_Instrução a_: Reescreva as linhas dos dados abaixo, desde a que contém "Now your task is to locate the rocky" até a que contém "[509,270,534,287]", trocando "white" por "light" e mantendo todo o resto igual.

_Fonte_:

···

Por Salvattore Mairton •
domingo, 8 de janeiro de 2017


 Era a semana que antecedia o ano novo. Como frequentemente nesta época viajo para casa de familiares, já que moro distante de todos, não poderia deixar de comentar o que ocorreu no dia 25 de dezembro. Por volta da meia-noite estávamos todos (eu, minhas primas, tias e tios) na calçada da casa de minha madrinha. Ela mora numa rua que a menos de 5 metros dá acesso a uma avenida movimentada, e ali da calçada é possível olhar boa parte da avenida que liga a outros bairros. Nisso, uma mulher passou pela avenida com seu filho de aproximadamente 10 anos, amedrontada (era nítido em seu rosto o desespero), atrás dela vinha um homem, que aparentemente parecia estar drogado. Foi coisa de segundos, ele a alcançou e começou a agredi-la, puxando seu cabelo, dando socos em suas costas, chutes e a agredindo com xingamentos. Num dado momento o garoto disse: “Para, pai, não machuca minha mãe”. Bastou o menino dizer isso e o agrediu também com socos e pontapés. 
 Eu estava desesperado, não sabia se dizia algo, não sabia o que fazer, e se ele estivesse armado? Sabíamos que não fazer nada poderia acontecer uma fatalidade. Enquanto o truculento (não me vem uma palavra mais adequada para chamá-lo) agredia aquela mulher e seu filho, tentávamos ligar pra polícia, mas ninguém atendia, não aparecia viatura por ali, pedi então para o namorado de uma prima os levassem para um lugar seguro, longe daquele brutamonte. 

 Enquanto saíam com o carro, eu e uma vizinha seguíamos a pé, mas mesmo a distância era possível ver ela se encolhendo para receber o soco que vinha por trás. Enquanto apanhava no trajeto todo, não a ouvir dizer nada. Seu silêncio me doía inteiro. Era como se estivesse pedindo socorro, sem poder se mexer, sem poder olhar para os lados, sem poder dizer algo. Seu silêncio gritava tanto de modo que senti seu grito durante a noite ao tentar dormir. E no dia seguinte ao passar pelo mesmo lugar.

···

_Instrução b_: Traduza para o inglês a frase "Era a semana que antecedia o ano novo.", tirada do relato acima.

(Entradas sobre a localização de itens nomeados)
···

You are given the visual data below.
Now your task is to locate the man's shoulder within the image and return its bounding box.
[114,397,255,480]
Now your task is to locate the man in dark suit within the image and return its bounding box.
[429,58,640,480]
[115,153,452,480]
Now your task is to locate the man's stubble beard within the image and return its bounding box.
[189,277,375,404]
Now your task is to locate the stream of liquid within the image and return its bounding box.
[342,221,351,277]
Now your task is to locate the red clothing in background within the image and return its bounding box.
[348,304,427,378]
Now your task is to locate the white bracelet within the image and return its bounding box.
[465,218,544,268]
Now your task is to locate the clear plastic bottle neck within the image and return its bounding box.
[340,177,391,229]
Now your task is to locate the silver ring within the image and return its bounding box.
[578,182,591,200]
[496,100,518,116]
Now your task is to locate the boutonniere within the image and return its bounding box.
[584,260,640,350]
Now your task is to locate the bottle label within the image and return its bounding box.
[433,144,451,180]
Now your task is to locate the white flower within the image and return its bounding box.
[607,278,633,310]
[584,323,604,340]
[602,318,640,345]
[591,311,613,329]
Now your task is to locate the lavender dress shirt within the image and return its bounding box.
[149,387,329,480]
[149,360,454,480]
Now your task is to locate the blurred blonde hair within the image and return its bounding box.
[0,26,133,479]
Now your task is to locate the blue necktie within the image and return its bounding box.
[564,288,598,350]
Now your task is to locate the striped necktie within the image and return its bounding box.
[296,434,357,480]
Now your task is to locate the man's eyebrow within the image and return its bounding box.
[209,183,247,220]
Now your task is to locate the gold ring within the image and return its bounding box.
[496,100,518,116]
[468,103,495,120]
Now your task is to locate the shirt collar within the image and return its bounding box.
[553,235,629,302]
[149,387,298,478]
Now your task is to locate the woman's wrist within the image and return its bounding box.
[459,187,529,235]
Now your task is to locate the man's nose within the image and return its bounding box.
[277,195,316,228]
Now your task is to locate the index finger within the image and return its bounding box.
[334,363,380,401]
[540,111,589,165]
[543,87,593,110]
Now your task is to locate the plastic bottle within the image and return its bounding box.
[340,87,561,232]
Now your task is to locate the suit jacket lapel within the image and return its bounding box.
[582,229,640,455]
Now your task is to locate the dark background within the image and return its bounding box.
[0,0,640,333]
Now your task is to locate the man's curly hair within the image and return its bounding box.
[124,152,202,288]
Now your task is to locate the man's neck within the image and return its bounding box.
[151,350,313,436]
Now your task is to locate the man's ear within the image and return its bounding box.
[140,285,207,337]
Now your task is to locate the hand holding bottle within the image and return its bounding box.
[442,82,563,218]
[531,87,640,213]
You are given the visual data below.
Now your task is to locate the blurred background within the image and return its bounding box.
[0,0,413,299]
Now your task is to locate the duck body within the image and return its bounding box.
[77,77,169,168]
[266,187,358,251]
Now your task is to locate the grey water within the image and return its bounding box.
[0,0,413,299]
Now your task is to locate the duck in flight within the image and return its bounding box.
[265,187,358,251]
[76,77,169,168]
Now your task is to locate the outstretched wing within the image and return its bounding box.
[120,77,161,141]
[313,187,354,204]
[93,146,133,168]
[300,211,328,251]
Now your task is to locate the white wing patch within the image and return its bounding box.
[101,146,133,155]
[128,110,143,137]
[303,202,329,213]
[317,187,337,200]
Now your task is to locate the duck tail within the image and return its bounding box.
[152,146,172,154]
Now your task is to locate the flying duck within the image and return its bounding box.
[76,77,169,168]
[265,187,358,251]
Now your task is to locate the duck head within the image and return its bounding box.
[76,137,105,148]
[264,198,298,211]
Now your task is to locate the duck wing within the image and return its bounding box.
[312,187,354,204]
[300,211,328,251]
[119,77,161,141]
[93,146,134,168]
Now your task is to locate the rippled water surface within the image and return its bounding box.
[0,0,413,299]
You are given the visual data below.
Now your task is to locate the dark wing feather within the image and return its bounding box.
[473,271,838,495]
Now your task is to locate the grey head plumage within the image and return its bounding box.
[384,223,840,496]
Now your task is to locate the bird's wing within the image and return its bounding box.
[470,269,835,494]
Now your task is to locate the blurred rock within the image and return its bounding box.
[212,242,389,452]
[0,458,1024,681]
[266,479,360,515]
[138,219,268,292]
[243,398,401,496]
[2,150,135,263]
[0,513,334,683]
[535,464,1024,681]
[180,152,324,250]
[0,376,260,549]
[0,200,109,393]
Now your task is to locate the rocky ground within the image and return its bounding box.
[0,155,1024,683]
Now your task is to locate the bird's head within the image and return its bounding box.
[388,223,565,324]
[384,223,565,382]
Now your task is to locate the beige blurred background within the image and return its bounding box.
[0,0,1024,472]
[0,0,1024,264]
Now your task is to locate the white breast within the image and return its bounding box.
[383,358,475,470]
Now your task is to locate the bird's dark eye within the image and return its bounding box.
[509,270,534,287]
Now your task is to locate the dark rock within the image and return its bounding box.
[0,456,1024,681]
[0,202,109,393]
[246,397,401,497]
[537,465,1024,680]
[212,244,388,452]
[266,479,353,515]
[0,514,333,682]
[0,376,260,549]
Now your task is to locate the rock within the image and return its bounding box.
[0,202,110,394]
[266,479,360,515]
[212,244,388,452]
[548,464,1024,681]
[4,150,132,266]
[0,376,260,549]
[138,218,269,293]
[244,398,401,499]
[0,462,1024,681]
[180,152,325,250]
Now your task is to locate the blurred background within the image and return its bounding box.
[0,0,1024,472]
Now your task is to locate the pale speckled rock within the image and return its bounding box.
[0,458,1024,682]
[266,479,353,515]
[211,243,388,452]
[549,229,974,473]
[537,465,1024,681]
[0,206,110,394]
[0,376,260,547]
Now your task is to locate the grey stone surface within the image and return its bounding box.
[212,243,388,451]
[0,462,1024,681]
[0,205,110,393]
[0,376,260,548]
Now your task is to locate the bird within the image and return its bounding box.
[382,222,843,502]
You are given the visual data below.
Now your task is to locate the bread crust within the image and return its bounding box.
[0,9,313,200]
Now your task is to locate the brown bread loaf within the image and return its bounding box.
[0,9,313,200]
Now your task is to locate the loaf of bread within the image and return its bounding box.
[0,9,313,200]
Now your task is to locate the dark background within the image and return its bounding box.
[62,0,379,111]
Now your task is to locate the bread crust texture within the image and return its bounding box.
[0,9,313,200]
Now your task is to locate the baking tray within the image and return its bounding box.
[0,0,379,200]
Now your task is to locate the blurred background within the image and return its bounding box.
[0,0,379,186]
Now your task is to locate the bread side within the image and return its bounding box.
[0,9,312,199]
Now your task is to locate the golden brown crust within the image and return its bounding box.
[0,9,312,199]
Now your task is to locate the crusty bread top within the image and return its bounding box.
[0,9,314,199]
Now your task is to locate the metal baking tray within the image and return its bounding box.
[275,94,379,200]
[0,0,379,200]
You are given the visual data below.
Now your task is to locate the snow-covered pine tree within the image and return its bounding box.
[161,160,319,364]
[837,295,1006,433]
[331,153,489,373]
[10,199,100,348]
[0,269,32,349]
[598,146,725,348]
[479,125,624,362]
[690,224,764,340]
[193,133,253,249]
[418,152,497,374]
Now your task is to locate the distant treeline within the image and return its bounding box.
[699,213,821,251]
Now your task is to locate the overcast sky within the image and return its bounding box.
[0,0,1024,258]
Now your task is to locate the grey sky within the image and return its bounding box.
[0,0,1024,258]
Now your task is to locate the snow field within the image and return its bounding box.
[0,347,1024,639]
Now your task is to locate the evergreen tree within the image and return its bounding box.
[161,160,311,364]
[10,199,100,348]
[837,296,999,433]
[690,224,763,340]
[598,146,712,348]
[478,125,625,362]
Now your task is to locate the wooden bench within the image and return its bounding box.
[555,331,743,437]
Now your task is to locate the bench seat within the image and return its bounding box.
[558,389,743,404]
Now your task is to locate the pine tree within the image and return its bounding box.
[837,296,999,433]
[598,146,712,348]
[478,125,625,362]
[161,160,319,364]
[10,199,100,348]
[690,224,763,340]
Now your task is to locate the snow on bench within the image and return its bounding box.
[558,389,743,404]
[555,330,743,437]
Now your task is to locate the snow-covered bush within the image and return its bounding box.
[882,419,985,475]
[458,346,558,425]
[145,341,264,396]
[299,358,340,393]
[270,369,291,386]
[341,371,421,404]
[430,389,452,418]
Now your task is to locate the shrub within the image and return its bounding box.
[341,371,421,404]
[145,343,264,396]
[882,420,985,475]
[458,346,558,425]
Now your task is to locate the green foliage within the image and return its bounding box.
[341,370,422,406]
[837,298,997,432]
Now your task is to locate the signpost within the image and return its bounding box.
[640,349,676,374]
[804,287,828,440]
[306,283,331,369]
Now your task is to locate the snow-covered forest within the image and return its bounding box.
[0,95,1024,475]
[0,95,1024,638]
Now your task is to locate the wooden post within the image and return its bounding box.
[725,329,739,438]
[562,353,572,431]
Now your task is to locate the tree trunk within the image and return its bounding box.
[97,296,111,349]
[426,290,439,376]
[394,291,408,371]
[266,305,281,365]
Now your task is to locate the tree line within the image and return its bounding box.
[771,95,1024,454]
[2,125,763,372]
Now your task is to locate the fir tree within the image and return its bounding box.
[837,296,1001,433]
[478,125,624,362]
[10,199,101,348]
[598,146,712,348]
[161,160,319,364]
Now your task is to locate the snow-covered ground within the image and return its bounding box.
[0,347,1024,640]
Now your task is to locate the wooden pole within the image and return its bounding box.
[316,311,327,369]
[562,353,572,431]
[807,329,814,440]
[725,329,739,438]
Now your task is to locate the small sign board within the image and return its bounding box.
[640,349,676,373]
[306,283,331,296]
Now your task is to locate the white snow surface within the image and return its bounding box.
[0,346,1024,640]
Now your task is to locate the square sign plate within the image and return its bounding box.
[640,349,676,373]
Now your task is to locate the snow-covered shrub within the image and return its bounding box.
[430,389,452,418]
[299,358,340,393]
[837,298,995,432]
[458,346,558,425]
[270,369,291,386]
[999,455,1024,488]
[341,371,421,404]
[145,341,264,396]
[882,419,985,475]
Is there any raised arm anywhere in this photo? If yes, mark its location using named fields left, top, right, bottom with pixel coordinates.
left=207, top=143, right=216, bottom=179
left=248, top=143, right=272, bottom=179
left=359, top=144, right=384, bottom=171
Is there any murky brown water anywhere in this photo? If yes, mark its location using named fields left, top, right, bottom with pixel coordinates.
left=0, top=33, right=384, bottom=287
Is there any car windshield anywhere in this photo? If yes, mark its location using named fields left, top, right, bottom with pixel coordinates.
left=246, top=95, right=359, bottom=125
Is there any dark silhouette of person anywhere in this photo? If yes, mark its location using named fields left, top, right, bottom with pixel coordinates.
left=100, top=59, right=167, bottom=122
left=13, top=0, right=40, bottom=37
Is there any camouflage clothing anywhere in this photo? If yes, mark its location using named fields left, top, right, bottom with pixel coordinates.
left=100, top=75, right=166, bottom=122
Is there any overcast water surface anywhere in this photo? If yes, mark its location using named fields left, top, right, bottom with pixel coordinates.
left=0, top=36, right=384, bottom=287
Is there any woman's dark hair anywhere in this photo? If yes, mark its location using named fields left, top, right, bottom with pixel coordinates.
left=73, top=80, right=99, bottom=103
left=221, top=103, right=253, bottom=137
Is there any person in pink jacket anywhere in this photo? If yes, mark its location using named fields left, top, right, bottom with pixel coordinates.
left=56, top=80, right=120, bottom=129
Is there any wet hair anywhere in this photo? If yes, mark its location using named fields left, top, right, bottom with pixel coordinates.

···

_Solução a_:
Now your task is to locate the rocky ground within the image and return its bounding box.
[0,155,1024,683]
Now your task is to locate the bird's head within the image and return its bounding box.
[388,223,565,324]
[384,223,565,382]
Now your task is to locate the beige blurred background within the image and return its bounding box.
[0,0,1024,472]
[0,0,1024,264]
Now your task is to locate the light breast within the image and return its bounding box.
[383,358,475,470]
Now your task is to locate the bird's dark eye within the image and return its bounding box.
[509,270,534,287]

_Solução b_: It was the week before the new year.